The abstract below on tree regeneration in the Northern Calcareous Alps names the factors that can make natural tree regeneration fail after severe disturbances. List them.

### EXCERPT:
>>>

Unfavourable microsites, competing vegetation and browsing restrict post-disturbance tree regeneration on extreme sites in the Northern Calcareous Alps

  • Gisela PröllEmail author
  • Andras Darabant
  • Georg Gratzer
  • Klaus Katzensteiner
Original Paper

Abstract

Changing natural disturbance regimes threaten forest functions in the Northern Calcareous Alps, with steep, sun-exposed sites on shallow soils at particular risk due to inhibited recovery. Natural tree regeneration after severe disturbances may fail due to extreme microclimate, dense layers of competing understorey vegetation and herbivory. In order to gain insight into regeneration patterns and dynamics, chronosequences of disturbed forest sites were selected along a longitudinal section of the Austrian Northern Calcareous Alps. Regeneration densities of trees, cover of competing vegetation and microsite characteristics were recorded on a total of 19 disturbed sites and in the respective adjacent forest stands. Although high densities of germinants and small seedlings (≤0.1 m) were recorded in the forest stands, recruitment establishment (trees >0.1 m) frequently failed on both disturbed sites and adjacent stands. In fact, half of the disturbed sites were found to be without sufficient regeneration and no significant increase of regeneration density was detected with time since disturbance. Overall, regeneration densities reflect a very critical situation along the disturbance chronosequence. Even if seedling banks are composed of individuals smaller than 0.1 m, seedling mortality is high. General linear mixed models revealed positive effects of convex microsites and thick organic layers on Picea abies (L.) Karst. establishment, while dense litter and grass cover impaired spruce regeneration. Regeneration of other tree species was scarce. The results corroborate the urgent need for establishing seedling banks of larger individuals (>0.1 m) and for reducing ungulate browsing. They also underline the need for comprehensive long-term studies to better understand the dynamic processes, driving resilience of disturbed sites.

<<<

### DATA SEGMENT:
>>>

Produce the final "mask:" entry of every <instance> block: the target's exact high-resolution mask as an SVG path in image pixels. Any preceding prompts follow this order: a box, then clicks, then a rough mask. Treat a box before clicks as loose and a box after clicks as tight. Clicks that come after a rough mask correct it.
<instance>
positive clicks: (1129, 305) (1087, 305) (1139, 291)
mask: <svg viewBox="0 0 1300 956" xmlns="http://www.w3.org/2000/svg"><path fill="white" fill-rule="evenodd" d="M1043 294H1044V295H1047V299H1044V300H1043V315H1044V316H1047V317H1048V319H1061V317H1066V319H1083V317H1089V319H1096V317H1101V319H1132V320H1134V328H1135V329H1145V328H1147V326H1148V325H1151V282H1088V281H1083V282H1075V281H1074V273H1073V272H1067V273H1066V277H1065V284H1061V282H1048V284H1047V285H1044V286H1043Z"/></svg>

<<<

### ANSWER SECTION:
- Extreme microclimate
- Dense layers of competing understorey vegetation
- Herbivory